EXERCISE REQUIREMENTS
Once the line with "Target: downspout" is found in the data, output it and each following line exactly, up to and including the line with "Target: sidewalk", and nothing before or after.

BEGIN DATA TO PROCESS

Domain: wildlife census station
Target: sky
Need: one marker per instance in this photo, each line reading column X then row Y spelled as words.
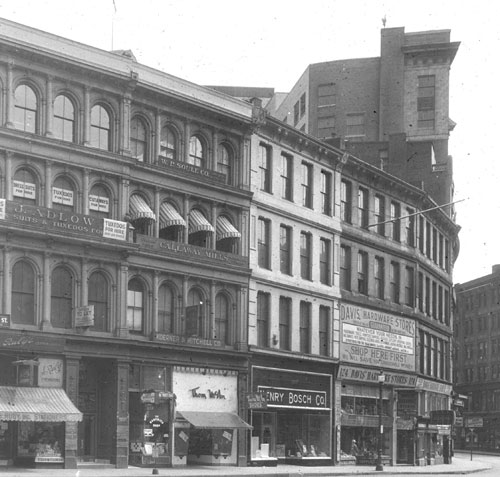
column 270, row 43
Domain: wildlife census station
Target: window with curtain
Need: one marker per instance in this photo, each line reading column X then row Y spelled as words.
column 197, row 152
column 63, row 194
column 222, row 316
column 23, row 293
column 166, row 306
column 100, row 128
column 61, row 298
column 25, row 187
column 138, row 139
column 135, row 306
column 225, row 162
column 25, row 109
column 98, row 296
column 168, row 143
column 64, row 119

END DATA TO PROCESS
BEGIN DATA TO PROCESS

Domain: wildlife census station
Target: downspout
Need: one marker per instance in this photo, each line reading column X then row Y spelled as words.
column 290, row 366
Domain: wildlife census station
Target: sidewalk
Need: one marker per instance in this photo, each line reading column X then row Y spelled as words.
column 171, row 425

END DATA TO PROCESS
BEGIN DATA TO PROCESS

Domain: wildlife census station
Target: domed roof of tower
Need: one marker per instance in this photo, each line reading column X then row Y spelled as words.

END DATA TO PROCESS

EXERCISE OUTPUT
Target: downspout
Need: one marker per instance in this photo, each line reading column X then row Y spelled as words.
column 290, row 366
Domain: wildlife census station
Target: sidewalk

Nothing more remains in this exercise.